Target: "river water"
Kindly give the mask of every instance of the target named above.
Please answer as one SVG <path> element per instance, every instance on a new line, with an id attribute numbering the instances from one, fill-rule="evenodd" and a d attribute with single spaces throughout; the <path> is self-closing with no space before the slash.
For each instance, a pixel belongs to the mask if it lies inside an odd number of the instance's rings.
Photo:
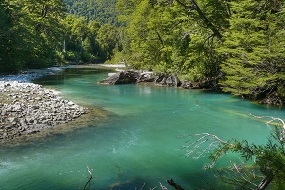
<path id="1" fill-rule="evenodd" d="M 0 149 L 0 189 L 82 189 L 92 170 L 90 189 L 150 189 L 173 178 L 186 189 L 226 188 L 203 170 L 205 157 L 186 156 L 191 135 L 263 144 L 272 126 L 249 114 L 284 118 L 284 109 L 258 105 L 231 95 L 147 85 L 99 85 L 107 71 L 67 69 L 37 83 L 106 119 L 30 144 Z M 228 159 L 237 160 L 235 155 Z M 225 159 L 217 164 L 223 167 Z M 229 188 L 230 189 L 230 188 Z"/>

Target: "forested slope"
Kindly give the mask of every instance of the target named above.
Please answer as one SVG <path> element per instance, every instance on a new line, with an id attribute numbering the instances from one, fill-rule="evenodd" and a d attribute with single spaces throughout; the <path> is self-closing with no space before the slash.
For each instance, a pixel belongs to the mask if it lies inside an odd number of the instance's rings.
<path id="1" fill-rule="evenodd" d="M 65 0 L 70 14 L 84 16 L 87 21 L 117 25 L 117 0 Z"/>

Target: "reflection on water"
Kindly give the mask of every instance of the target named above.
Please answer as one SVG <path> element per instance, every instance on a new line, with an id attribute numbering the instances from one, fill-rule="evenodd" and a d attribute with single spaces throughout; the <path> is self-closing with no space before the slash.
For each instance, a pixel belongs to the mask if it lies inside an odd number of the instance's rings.
<path id="1" fill-rule="evenodd" d="M 87 165 L 93 169 L 92 189 L 159 188 L 159 182 L 167 186 L 170 178 L 187 189 L 221 189 L 220 182 L 202 169 L 207 158 L 186 157 L 182 146 L 189 139 L 180 137 L 209 132 L 222 139 L 264 143 L 271 127 L 249 113 L 284 113 L 219 93 L 98 85 L 105 76 L 106 71 L 98 69 L 68 69 L 37 81 L 110 114 L 45 140 L 2 147 L 0 189 L 82 189 L 89 177 Z"/>

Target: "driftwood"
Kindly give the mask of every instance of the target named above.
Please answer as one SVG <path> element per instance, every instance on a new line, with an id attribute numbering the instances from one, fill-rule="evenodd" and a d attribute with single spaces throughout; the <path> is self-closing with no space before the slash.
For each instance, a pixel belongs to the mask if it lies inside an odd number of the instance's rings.
<path id="1" fill-rule="evenodd" d="M 83 187 L 82 190 L 85 190 L 85 189 L 86 189 L 87 185 L 91 182 L 91 180 L 92 180 L 92 178 L 93 178 L 92 172 L 90 171 L 90 169 L 89 169 L 88 166 L 87 166 L 87 169 L 88 169 L 88 172 L 89 172 L 89 175 L 90 175 L 90 176 L 89 176 L 88 181 L 85 183 L 85 185 L 84 185 L 84 187 Z"/>

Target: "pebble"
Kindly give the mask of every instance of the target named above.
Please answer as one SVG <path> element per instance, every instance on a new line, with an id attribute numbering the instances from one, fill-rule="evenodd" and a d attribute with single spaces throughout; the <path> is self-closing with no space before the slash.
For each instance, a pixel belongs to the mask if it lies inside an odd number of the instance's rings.
<path id="1" fill-rule="evenodd" d="M 0 102 L 0 141 L 32 135 L 87 113 L 58 92 L 33 83 L 0 81 Z"/>

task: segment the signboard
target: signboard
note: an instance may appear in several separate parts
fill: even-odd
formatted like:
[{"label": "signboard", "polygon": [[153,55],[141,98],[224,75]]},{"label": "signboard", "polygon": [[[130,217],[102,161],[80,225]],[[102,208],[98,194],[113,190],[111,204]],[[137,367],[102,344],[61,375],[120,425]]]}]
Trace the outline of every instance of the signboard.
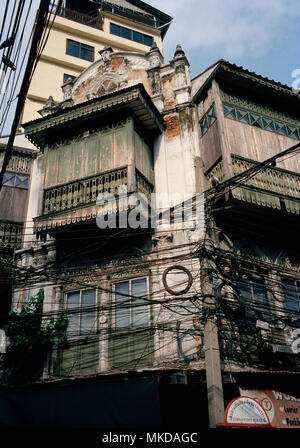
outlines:
[{"label": "signboard", "polygon": [[257,400],[266,411],[271,426],[276,428],[300,428],[300,395],[293,397],[276,390],[247,390],[241,395]]},{"label": "signboard", "polygon": [[232,400],[226,408],[224,425],[270,427],[268,415],[261,404],[254,398],[241,396]]}]

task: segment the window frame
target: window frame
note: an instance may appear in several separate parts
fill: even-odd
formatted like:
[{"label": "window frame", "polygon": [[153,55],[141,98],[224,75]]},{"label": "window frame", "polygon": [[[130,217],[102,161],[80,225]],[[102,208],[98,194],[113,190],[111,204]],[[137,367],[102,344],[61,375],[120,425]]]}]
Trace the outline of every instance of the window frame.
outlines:
[{"label": "window frame", "polygon": [[[119,28],[119,33],[112,32],[113,27]],[[123,39],[131,40],[132,42],[136,42],[138,44],[145,45],[146,47],[150,47],[150,48],[152,47],[153,41],[154,41],[153,36],[150,36],[150,34],[145,34],[145,33],[142,33],[141,31],[133,30],[132,28],[127,28],[125,26],[118,25],[117,23],[114,23],[114,22],[110,22],[109,32],[113,36],[122,37]],[[130,37],[123,35],[123,34],[125,34],[125,32],[126,33],[129,32]],[[142,42],[140,41],[140,39],[138,39],[138,37],[140,39],[142,39]],[[150,44],[150,41],[148,43],[145,43],[145,41],[147,41],[147,39],[151,40],[151,44]]]},{"label": "window frame", "polygon": [[65,84],[65,83],[67,82],[68,78],[71,78],[72,81],[75,81],[75,79],[77,78],[77,76],[69,75],[68,73],[64,73],[64,74],[63,74],[63,84]]},{"label": "window frame", "polygon": [[[131,296],[131,291],[132,291],[132,282],[134,280],[141,280],[141,279],[146,279],[146,287],[147,287],[147,303],[145,303],[145,306],[147,306],[147,324],[144,325],[133,325],[133,317],[132,317],[132,310],[133,310],[133,306],[132,306],[132,297]],[[116,310],[117,310],[117,303],[116,303],[116,285],[120,284],[120,283],[126,283],[128,282],[130,287],[129,287],[129,300],[130,300],[130,304],[129,304],[129,314],[130,314],[130,325],[129,326],[124,326],[124,327],[116,327]],[[152,314],[151,314],[151,306],[150,306],[150,302],[149,302],[149,294],[150,294],[150,279],[149,276],[143,275],[140,277],[132,277],[132,278],[128,278],[128,279],[119,279],[119,280],[114,280],[113,281],[113,288],[112,288],[112,293],[113,293],[113,308],[112,308],[112,314],[111,314],[111,329],[114,332],[128,332],[128,330],[130,331],[138,331],[141,330],[143,328],[147,328],[150,327],[151,325],[151,318],[152,318]]]},{"label": "window frame", "polygon": [[[81,318],[82,318],[82,313],[83,313],[83,309],[84,309],[84,307],[82,307],[82,293],[84,291],[94,291],[95,292],[95,302],[94,302],[94,308],[95,309],[94,309],[94,311],[90,311],[90,313],[94,313],[94,325],[91,328],[91,330],[89,330],[87,332],[82,332],[81,331]],[[94,336],[98,332],[98,316],[97,316],[97,309],[96,309],[96,307],[97,307],[97,300],[98,300],[98,290],[97,290],[97,288],[85,288],[85,289],[74,289],[74,290],[65,291],[65,293],[64,293],[64,296],[65,296],[65,298],[64,298],[64,310],[65,310],[65,313],[66,313],[67,317],[69,316],[69,311],[71,311],[71,310],[68,310],[68,295],[69,294],[74,294],[74,293],[79,293],[80,294],[79,295],[79,306],[76,307],[76,308],[73,308],[73,310],[72,310],[72,311],[75,310],[75,314],[78,313],[78,328],[77,328],[78,331],[77,331],[76,334],[74,334],[74,333],[70,334],[68,332],[68,329],[69,329],[69,322],[68,322],[68,326],[67,326],[67,329],[66,329],[67,339],[68,340],[70,340],[70,339],[80,339],[80,338],[86,338],[86,337],[89,337],[89,336]],[[78,310],[78,311],[76,311],[76,310]]]},{"label": "window frame", "polygon": [[[28,190],[29,189],[29,178],[30,178],[29,174],[14,173],[14,172],[11,172],[11,171],[5,171],[4,176],[11,176],[11,177],[10,177],[10,179],[6,179],[6,180],[5,180],[5,177],[3,177],[3,180],[2,180],[3,187],[19,188],[20,190]],[[20,176],[24,177],[24,179],[21,180]],[[17,177],[19,177],[19,183],[16,185]],[[7,185],[6,182],[11,181],[12,179],[13,179],[14,184],[13,185]],[[20,186],[25,181],[27,181],[27,185]]]},{"label": "window frame", "polygon": [[[300,279],[296,279],[294,277],[290,277],[288,275],[281,275],[280,276],[280,281],[281,281],[281,285],[282,285],[282,289],[283,289],[283,296],[284,296],[284,312],[286,313],[286,316],[288,318],[289,321],[293,320],[293,315],[296,315],[296,317],[298,318],[299,322],[296,322],[295,325],[293,326],[294,328],[299,328],[300,327]],[[292,308],[291,306],[288,306],[289,303],[289,291],[287,289],[286,286],[286,282],[290,282],[293,283],[293,288],[295,289],[295,293],[296,293],[296,299],[297,299],[297,310],[295,310],[294,308]],[[299,313],[299,314],[298,314]]]},{"label": "window frame", "polygon": [[[78,56],[68,52],[68,49],[70,48],[69,45],[73,45],[74,46],[74,44],[76,44],[75,46],[77,46],[77,48],[78,48]],[[83,47],[86,47],[86,48],[83,48]],[[92,58],[91,59],[86,59],[86,58],[82,57],[82,51],[83,50],[90,51],[90,54],[91,54]],[[95,47],[93,47],[92,45],[89,45],[89,44],[85,44],[83,42],[79,42],[77,40],[73,40],[73,39],[68,39],[67,38],[66,39],[66,54],[68,56],[72,56],[74,58],[78,58],[78,59],[81,59],[83,61],[94,62],[94,60],[95,60]]]},{"label": "window frame", "polygon": [[[246,289],[245,286],[243,289],[240,288],[240,276],[242,275],[247,275],[247,289],[249,289],[249,293],[250,293],[250,299],[251,302],[248,298],[243,299],[243,289]],[[264,303],[261,302],[261,299],[258,299],[256,297],[256,292],[255,292],[255,286],[258,286],[259,283],[255,282],[255,278],[251,278],[254,276],[258,276],[260,277],[263,282],[262,282],[262,290],[264,291]],[[271,305],[271,300],[270,300],[270,295],[269,295],[269,290],[268,290],[268,272],[260,272],[260,271],[256,271],[254,270],[254,272],[249,271],[249,269],[247,269],[247,267],[242,266],[239,272],[239,276],[236,280],[236,287],[238,288],[238,290],[240,291],[241,295],[240,295],[240,303],[242,305],[245,306],[245,317],[247,319],[247,321],[251,321],[252,319],[252,315],[255,316],[255,320],[260,320],[260,318],[258,317],[258,312],[256,310],[254,310],[255,307],[259,307],[261,305],[266,305],[266,309],[262,309],[259,311],[259,313],[261,313],[262,315],[262,320],[263,321],[268,321],[268,319],[265,319],[266,316],[271,316],[273,314],[273,310],[272,310],[272,305]],[[247,307],[250,307],[250,309],[248,309],[248,313],[247,313]],[[248,316],[247,316],[248,314]],[[253,320],[254,323],[254,320]]]}]

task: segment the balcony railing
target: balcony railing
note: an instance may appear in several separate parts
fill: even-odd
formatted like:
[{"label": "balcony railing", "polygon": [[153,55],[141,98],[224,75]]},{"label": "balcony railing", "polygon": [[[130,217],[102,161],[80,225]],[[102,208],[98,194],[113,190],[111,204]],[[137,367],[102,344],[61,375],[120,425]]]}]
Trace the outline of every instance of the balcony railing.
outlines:
[{"label": "balcony railing", "polygon": [[102,11],[107,11],[112,14],[115,14],[120,17],[125,17],[126,19],[133,20],[134,22],[143,23],[144,25],[151,26],[156,28],[156,19],[154,16],[149,14],[144,14],[139,11],[134,11],[133,9],[129,9],[123,7],[121,5],[116,5],[110,2],[102,1],[101,5]]},{"label": "balcony railing", "polygon": [[[233,156],[234,175],[252,168],[257,162]],[[300,174],[280,168],[267,167],[245,182],[246,185],[266,190],[280,196],[300,199]]]},{"label": "balcony railing", "polygon": [[[243,173],[254,167],[258,162],[232,155],[233,175]],[[207,177],[215,176],[219,182],[225,180],[223,160],[220,160],[208,173]],[[208,185],[208,188],[211,185]],[[281,208],[284,201],[288,211],[300,214],[300,174],[281,168],[266,167],[244,181],[238,187],[233,184],[232,194],[236,199],[246,202]]]},{"label": "balcony railing", "polygon": [[51,5],[50,8],[52,13],[56,12],[60,17],[65,17],[66,19],[74,20],[74,22],[92,26],[97,29],[102,29],[102,20],[99,11],[110,12],[119,17],[125,17],[134,22],[151,26],[152,28],[156,28],[157,26],[156,18],[150,14],[134,11],[133,9],[106,1],[99,2],[99,8],[89,14],[84,14],[70,8],[64,8],[63,6],[58,8],[57,5],[54,4]]},{"label": "balcony railing", "polygon": [[83,25],[91,26],[99,30],[102,29],[102,22],[98,14],[98,10],[95,10],[90,14],[83,14],[81,12],[74,11],[73,9],[64,7],[58,8],[57,5],[51,5],[50,11],[53,14],[56,12],[58,16],[64,17],[65,19],[73,20],[74,22],[82,23]]},{"label": "balcony railing", "polygon": [[20,249],[22,235],[23,224],[0,222],[0,246]]},{"label": "balcony railing", "polygon": [[[44,191],[43,215],[93,205],[100,194],[118,195],[119,187],[127,185],[128,169],[123,167],[58,187],[47,188]],[[153,187],[137,170],[136,185],[137,191],[144,193],[149,201]]]},{"label": "balcony railing", "polygon": [[[2,167],[4,159],[4,152],[0,153],[0,168]],[[17,172],[17,173],[24,173],[24,174],[30,174],[30,167],[31,167],[31,159],[29,157],[22,157],[13,155],[9,159],[8,165],[7,165],[7,171]]]},{"label": "balcony railing", "polygon": [[121,185],[127,185],[127,167],[47,188],[44,192],[43,214],[96,203],[100,194],[118,194]]}]

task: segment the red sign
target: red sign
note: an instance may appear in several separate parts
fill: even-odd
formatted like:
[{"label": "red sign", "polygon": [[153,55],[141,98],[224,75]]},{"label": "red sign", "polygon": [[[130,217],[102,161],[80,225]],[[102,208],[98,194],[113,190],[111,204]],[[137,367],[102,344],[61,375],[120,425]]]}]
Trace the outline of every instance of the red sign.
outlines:
[{"label": "red sign", "polygon": [[259,401],[252,397],[234,398],[226,408],[224,424],[218,426],[270,427],[270,420]]},{"label": "red sign", "polygon": [[277,390],[247,390],[241,395],[257,400],[266,411],[271,426],[276,428],[300,428],[300,398]]}]

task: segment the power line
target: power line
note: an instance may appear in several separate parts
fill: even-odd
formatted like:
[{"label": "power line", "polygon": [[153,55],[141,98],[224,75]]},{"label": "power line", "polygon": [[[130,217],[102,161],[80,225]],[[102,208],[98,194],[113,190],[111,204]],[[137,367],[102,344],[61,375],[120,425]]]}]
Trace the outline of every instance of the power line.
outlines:
[{"label": "power line", "polygon": [[[14,116],[14,120],[11,127],[10,136],[8,139],[4,159],[3,159],[3,165],[0,172],[0,191],[3,184],[3,176],[6,171],[10,156],[13,152],[13,143],[16,135],[17,128],[20,123],[20,117],[22,114],[22,110],[24,107],[24,102],[28,93],[30,80],[33,74],[33,70],[35,68],[35,62],[36,58],[38,56],[38,49],[39,49],[39,42],[42,37],[43,31],[45,29],[46,23],[47,23],[47,17],[48,17],[48,11],[49,11],[49,5],[51,0],[44,0],[40,2],[40,7],[38,9],[37,13],[37,19],[35,23],[34,33],[32,37],[31,42],[31,48],[28,56],[27,66],[25,69],[22,85],[19,91],[18,95],[18,102],[16,106],[16,112]],[[60,0],[59,4],[61,4],[62,0]]]}]

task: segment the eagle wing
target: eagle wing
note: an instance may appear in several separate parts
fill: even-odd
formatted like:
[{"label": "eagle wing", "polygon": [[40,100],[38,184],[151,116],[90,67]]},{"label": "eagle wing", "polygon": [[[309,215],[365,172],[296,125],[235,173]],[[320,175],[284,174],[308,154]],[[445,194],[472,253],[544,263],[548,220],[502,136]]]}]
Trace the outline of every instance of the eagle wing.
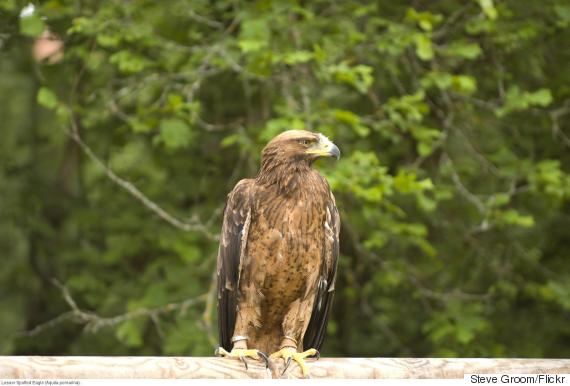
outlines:
[{"label": "eagle wing", "polygon": [[338,237],[340,232],[340,217],[332,193],[330,193],[330,200],[327,204],[326,211],[323,264],[321,265],[321,273],[311,319],[303,338],[304,349],[321,349],[325,339],[327,322],[334,295],[339,255]]},{"label": "eagle wing", "polygon": [[238,304],[239,278],[251,221],[254,180],[239,181],[228,194],[218,250],[218,332],[220,344],[232,348]]}]

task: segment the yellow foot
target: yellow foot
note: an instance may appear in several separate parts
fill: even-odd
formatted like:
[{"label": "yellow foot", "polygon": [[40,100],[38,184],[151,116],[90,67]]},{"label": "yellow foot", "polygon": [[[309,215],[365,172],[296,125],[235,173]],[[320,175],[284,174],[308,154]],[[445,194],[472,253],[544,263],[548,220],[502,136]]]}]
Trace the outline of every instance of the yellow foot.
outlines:
[{"label": "yellow foot", "polygon": [[317,356],[317,358],[319,356],[319,352],[314,348],[308,349],[307,351],[303,352],[297,352],[297,350],[295,350],[295,348],[293,347],[283,347],[281,350],[274,352],[269,357],[271,359],[283,358],[283,360],[285,361],[285,368],[283,369],[281,375],[285,374],[285,371],[287,371],[287,368],[291,364],[291,360],[293,360],[297,362],[297,364],[301,368],[301,371],[303,372],[303,377],[306,378],[307,375],[309,375],[309,368],[305,363],[305,358],[312,356]]},{"label": "yellow foot", "polygon": [[247,371],[247,361],[246,358],[252,358],[255,360],[261,360],[265,362],[265,368],[269,367],[269,359],[264,352],[256,350],[256,349],[245,349],[245,348],[234,348],[231,352],[227,352],[224,350],[223,347],[218,347],[216,350],[216,356],[219,357],[228,357],[228,358],[235,358],[239,359],[245,365],[245,370]]}]

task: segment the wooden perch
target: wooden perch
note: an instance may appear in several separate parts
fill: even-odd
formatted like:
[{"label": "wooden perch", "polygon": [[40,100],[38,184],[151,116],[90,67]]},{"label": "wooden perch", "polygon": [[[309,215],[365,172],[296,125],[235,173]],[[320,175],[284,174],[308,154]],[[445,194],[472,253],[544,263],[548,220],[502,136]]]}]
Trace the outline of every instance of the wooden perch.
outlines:
[{"label": "wooden perch", "polygon": [[[283,362],[278,362],[278,374]],[[464,374],[568,374],[570,359],[321,358],[311,378],[463,378]],[[292,364],[285,378],[301,376]],[[271,378],[255,361],[192,357],[0,357],[6,378]]]}]

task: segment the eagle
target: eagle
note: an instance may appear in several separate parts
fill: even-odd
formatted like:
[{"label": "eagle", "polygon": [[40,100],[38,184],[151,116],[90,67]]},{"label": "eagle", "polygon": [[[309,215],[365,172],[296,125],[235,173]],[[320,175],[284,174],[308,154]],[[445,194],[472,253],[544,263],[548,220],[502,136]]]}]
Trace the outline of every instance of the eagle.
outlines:
[{"label": "eagle", "polygon": [[[228,194],[217,259],[218,355],[308,374],[325,338],[339,256],[340,218],[320,157],[340,158],[320,133],[285,131],[261,153],[256,178]],[[270,360],[269,359],[269,360]]]}]

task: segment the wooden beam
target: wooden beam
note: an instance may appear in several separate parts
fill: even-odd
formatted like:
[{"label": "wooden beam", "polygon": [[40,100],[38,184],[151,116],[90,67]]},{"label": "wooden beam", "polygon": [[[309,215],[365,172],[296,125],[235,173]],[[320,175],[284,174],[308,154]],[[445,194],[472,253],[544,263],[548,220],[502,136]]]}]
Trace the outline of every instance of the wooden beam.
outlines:
[{"label": "wooden beam", "polygon": [[[275,374],[281,374],[279,360]],[[321,358],[311,378],[463,378],[464,374],[568,374],[570,359]],[[284,375],[301,372],[291,364]],[[271,378],[265,366],[228,358],[0,356],[0,379]]]}]

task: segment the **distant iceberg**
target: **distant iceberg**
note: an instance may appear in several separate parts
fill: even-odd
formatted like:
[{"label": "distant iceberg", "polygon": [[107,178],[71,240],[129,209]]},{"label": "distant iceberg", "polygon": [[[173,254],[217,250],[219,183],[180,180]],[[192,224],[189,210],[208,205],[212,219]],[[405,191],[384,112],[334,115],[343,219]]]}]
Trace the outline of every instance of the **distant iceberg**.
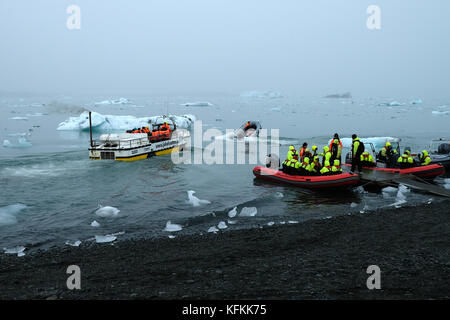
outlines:
[{"label": "distant iceberg", "polygon": [[[148,126],[149,123],[175,123],[178,128],[190,129],[191,125],[196,120],[194,115],[169,115],[169,116],[154,116],[137,118],[135,116],[116,116],[116,115],[102,115],[98,112],[92,112],[92,128],[96,131],[109,130],[129,130],[137,127]],[[61,122],[57,130],[68,131],[87,131],[89,130],[89,112],[85,111],[78,117],[70,117]]]},{"label": "distant iceberg", "polygon": [[25,208],[27,208],[27,206],[22,203],[16,203],[6,207],[1,207],[0,226],[17,223],[16,215]]},{"label": "distant iceberg", "polygon": [[3,146],[5,148],[29,148],[32,147],[33,145],[26,138],[20,137],[17,143],[12,143],[9,140],[3,140]]},{"label": "distant iceberg", "polygon": [[25,253],[25,247],[24,246],[17,246],[14,248],[3,248],[4,252],[6,254],[17,254],[18,257],[23,257]]},{"label": "distant iceberg", "polygon": [[434,116],[446,116],[450,114],[450,111],[431,111],[431,114]]},{"label": "distant iceberg", "polygon": [[[393,137],[369,137],[369,138],[360,138],[360,140],[364,143],[372,143],[373,146],[377,149],[382,148],[384,145],[386,145],[386,142],[392,143],[400,141],[399,138]],[[328,143],[330,142],[331,140],[328,141]],[[341,138],[341,142],[344,148],[350,148],[352,146],[352,138]]]},{"label": "distant iceberg", "polygon": [[100,101],[100,102],[95,102],[94,104],[96,106],[99,105],[109,105],[109,104],[129,104],[131,103],[130,100],[128,100],[127,98],[119,98],[117,100],[104,100],[104,101]]},{"label": "distant iceberg", "polygon": [[351,99],[352,94],[350,92],[345,92],[343,94],[329,94],[326,95],[325,98],[332,98],[332,99]]},{"label": "distant iceberg", "polygon": [[410,104],[422,104],[422,99],[413,100]]},{"label": "distant iceberg", "polygon": [[241,98],[279,99],[283,98],[283,94],[278,91],[246,91],[241,93]]},{"label": "distant iceberg", "polygon": [[386,106],[386,107],[399,107],[405,105],[404,103],[398,102],[398,101],[392,101],[392,102],[381,102],[378,104],[378,106]]},{"label": "distant iceberg", "polygon": [[210,107],[212,103],[209,102],[186,102],[183,103],[182,106],[185,107]]}]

**Activity**
Scan the lines above for "Trace", then copy every one that has it.

**Response to the exercise**
Trace the outline of every instance of the signboard.
Trace the outline of every instance of the window frame.
Trace the outline of every instance of the balcony railing.
Trace the outline of every instance of the red sign.
Trace the outline of every instance of the power line.
Trace the outline of every instance of the eagle wing.
Trace the outline of every instance of the yellow foot.
Trace the outline of every instance of the wooden perch.
Trace the outline of every instance of the eagle.
Trace the outline of every instance of the wooden beam.
Trace the outline of every instance of the **distant iceberg**.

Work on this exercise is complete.